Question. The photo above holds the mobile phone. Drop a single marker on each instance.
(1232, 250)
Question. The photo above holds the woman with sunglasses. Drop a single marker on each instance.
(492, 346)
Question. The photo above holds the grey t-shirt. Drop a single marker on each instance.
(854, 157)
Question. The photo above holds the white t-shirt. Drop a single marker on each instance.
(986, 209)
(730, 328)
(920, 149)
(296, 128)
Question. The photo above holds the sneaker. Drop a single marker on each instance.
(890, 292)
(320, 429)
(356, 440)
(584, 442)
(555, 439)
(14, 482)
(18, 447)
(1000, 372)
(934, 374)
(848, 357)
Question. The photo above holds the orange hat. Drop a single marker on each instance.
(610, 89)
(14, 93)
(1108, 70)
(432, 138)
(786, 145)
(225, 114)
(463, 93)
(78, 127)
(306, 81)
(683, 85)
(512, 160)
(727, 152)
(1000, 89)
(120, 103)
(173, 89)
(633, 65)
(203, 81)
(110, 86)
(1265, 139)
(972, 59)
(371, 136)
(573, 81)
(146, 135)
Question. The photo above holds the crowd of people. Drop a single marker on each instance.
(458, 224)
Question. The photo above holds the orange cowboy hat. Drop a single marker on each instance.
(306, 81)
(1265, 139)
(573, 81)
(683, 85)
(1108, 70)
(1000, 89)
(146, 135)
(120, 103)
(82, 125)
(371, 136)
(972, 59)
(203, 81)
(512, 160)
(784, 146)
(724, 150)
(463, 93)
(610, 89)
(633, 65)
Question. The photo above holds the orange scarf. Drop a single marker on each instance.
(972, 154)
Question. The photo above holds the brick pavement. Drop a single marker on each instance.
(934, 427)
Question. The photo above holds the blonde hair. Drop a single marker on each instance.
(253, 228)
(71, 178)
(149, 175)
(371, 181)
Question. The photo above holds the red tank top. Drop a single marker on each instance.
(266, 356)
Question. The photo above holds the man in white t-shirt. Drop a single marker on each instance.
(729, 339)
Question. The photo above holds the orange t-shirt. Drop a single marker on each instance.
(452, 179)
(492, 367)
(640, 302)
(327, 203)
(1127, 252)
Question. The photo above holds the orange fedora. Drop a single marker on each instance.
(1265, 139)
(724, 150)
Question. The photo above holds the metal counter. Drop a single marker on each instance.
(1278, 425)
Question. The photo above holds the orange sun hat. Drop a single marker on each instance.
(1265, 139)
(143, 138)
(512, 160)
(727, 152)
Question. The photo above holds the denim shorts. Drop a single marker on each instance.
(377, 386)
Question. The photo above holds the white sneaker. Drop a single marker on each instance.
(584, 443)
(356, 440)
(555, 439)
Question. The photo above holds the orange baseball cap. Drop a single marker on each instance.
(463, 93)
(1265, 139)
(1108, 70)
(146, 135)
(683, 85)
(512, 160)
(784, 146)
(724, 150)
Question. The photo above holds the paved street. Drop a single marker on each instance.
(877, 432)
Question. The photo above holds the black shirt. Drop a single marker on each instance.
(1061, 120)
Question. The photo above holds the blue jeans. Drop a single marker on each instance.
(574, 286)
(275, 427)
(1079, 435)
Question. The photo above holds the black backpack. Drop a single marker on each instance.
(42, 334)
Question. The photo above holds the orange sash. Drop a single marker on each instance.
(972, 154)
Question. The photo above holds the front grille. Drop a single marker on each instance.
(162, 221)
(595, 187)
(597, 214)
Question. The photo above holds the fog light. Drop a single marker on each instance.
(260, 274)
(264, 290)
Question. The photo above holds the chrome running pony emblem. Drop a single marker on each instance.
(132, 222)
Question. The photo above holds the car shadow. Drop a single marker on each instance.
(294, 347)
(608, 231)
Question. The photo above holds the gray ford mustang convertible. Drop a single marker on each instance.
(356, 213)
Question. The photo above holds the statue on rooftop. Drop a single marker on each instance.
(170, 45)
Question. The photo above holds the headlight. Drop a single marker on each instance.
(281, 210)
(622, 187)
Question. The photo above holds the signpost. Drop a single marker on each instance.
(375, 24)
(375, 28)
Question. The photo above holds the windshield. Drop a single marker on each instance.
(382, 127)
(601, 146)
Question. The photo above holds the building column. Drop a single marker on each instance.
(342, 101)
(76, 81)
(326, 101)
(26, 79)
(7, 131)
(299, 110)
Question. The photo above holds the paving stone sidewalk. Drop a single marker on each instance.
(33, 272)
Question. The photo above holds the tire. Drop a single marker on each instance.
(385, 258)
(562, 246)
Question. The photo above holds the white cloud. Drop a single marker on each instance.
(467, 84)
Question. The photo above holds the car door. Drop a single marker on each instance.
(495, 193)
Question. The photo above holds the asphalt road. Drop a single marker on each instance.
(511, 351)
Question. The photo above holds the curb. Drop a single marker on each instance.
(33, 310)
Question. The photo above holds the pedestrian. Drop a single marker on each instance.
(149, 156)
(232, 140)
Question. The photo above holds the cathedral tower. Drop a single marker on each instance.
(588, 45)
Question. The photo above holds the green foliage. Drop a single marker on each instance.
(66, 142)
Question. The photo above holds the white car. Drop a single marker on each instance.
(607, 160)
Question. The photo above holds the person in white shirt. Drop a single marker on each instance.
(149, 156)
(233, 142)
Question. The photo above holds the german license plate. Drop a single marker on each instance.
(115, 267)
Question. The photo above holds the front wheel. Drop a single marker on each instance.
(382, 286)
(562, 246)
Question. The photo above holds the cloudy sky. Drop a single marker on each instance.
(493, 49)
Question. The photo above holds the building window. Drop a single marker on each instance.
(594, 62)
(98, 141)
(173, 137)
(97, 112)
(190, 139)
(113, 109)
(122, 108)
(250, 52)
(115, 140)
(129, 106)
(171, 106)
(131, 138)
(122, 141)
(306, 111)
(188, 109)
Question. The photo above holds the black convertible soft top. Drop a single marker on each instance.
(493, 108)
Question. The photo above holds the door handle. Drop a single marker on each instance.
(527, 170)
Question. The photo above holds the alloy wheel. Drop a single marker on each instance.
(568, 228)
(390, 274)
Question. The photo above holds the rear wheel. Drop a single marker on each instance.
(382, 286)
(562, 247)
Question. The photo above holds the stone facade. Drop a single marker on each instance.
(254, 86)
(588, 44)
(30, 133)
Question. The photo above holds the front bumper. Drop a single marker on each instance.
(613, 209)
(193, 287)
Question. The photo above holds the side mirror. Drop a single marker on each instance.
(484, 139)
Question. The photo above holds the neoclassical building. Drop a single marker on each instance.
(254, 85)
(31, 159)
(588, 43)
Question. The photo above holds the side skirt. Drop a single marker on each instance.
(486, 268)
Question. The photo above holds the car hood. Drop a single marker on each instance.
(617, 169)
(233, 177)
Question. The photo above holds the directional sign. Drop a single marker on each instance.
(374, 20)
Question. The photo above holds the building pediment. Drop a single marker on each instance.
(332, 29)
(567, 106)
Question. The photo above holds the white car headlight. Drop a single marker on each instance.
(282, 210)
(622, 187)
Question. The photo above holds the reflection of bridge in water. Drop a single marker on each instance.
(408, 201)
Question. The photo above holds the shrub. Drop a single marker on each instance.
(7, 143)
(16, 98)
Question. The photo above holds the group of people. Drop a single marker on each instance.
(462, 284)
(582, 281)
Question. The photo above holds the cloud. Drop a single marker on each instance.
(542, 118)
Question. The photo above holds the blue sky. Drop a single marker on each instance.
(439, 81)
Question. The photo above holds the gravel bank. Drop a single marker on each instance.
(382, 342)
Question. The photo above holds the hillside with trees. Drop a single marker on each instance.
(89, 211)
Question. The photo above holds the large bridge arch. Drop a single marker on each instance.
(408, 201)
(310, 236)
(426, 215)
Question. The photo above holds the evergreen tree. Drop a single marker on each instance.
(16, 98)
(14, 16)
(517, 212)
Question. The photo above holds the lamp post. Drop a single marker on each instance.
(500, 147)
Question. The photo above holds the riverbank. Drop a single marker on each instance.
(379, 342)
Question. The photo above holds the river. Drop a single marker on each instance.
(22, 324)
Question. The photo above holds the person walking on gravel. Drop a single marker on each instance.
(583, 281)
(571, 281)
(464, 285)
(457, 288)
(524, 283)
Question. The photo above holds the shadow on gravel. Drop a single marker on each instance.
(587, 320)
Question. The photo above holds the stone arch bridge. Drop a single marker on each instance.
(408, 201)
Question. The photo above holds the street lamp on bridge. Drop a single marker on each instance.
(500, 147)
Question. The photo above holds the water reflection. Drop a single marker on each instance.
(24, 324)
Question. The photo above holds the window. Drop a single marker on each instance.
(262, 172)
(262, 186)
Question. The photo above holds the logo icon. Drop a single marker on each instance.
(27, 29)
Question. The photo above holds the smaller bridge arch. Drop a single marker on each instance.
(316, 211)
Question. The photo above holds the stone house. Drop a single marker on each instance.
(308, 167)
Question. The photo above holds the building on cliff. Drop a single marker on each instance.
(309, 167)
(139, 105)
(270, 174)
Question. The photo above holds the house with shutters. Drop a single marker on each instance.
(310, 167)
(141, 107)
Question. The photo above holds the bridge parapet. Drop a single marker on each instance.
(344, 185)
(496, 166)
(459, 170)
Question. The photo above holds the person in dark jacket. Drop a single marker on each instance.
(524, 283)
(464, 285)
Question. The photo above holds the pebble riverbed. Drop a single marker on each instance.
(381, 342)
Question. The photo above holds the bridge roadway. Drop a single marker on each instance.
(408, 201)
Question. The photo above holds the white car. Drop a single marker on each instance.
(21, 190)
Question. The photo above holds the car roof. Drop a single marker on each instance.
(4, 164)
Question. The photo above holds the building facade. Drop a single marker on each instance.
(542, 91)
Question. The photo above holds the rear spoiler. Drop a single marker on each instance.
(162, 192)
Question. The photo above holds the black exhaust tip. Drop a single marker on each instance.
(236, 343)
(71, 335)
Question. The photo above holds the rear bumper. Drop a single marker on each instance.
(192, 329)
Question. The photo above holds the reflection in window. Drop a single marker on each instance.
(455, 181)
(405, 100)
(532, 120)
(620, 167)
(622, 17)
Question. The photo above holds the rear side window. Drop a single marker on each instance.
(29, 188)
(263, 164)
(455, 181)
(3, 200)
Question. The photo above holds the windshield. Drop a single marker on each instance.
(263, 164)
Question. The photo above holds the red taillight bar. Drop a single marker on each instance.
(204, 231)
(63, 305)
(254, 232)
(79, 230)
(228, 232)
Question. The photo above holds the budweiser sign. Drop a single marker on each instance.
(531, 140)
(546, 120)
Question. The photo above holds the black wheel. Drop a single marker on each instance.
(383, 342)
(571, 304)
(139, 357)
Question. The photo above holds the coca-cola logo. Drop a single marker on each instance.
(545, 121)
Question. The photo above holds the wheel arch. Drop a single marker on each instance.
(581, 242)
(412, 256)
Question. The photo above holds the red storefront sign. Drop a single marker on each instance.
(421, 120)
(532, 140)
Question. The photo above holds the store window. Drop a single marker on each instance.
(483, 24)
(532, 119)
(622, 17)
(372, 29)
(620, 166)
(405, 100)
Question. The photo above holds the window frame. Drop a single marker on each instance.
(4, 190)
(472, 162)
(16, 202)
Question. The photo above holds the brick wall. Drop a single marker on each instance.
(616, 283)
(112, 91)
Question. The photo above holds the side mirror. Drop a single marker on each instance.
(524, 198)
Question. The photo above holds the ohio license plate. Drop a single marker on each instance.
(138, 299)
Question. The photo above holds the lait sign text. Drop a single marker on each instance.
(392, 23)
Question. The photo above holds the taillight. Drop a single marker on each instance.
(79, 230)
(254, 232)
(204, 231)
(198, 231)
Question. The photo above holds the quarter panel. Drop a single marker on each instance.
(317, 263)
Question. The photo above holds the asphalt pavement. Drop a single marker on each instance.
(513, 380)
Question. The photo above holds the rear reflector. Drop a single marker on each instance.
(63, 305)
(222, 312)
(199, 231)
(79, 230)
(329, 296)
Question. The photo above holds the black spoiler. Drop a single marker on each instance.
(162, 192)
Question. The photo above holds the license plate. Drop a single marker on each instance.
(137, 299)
━━━━━━━━
INSTRUCTIONS TO FOLLOW - Lay out the lines above as a numbered list, starting at the line containing "Question. The photo above holds the budweiser" and ending at the last line of the rows. Leave out any blank lines.

WRITTEN RESPONSE -
1. Question. The photo above holds the budweiser sign. Drop a single marker on each instance.
2. (531, 140)
3. (546, 120)
4. Question. The photo above holds the black wheel. Drop a single marker on each instance.
5. (383, 342)
6. (571, 304)
7. (139, 357)
8. Question. The photo above holds the coca-cola logo. Drop a single marker on each instance.
9. (545, 121)
10. Question. The photo above holds the wheel arch. Drop a single marker on each instance.
11. (581, 242)
12. (412, 256)
13. Question. The photo above holds the red storefront sign. Drop a single marker on each instance.
14. (421, 120)
15. (532, 140)
16. Question. The photo above holds the store window. Drop a single marker on each instance.
17. (483, 24)
18. (532, 119)
19. (622, 17)
20. (372, 29)
21. (620, 166)
22. (405, 100)
23. Question. The photo above holds the window frame. Drop a single marker on each instance.
24. (4, 190)
25. (472, 162)
26. (16, 202)
27. Question. The photo above holds the brick wall. Drop a single marker on each instance.
28. (616, 283)
29. (112, 91)
30. Question. The photo above holds the side mirror. Drop a single marker on each instance.
31. (524, 198)
32. Question. The photo above holds the ohio license plate. Drop a single marker on each instance.
33. (138, 299)
34. Question. The photo above holds the lait sign text. Drop a single marker on each instance.
35. (392, 23)
36. Question. The photo above holds the taillight. Drop a single marker on each instance.
37. (79, 230)
38. (254, 232)
39. (204, 231)
40. (198, 231)
41. Question. The photo above holds the quarter panel. Drop a single marker on each instance.
42. (317, 263)
43. Question. The photo above holds the asphalt pavement. Drop a single marker on each instance.
44. (513, 380)
45. Question. The photo above holds the rear reflector. Drop a single marker on each instance.
46. (63, 305)
47. (222, 312)
48. (199, 231)
49. (79, 230)
50. (329, 296)
51. Question. The photo above holds the black spoiler. Drop a single marker on each instance.
52. (162, 192)
53. Question. The photo above holds the license plate. Drop a single marker on each instance.
54. (137, 299)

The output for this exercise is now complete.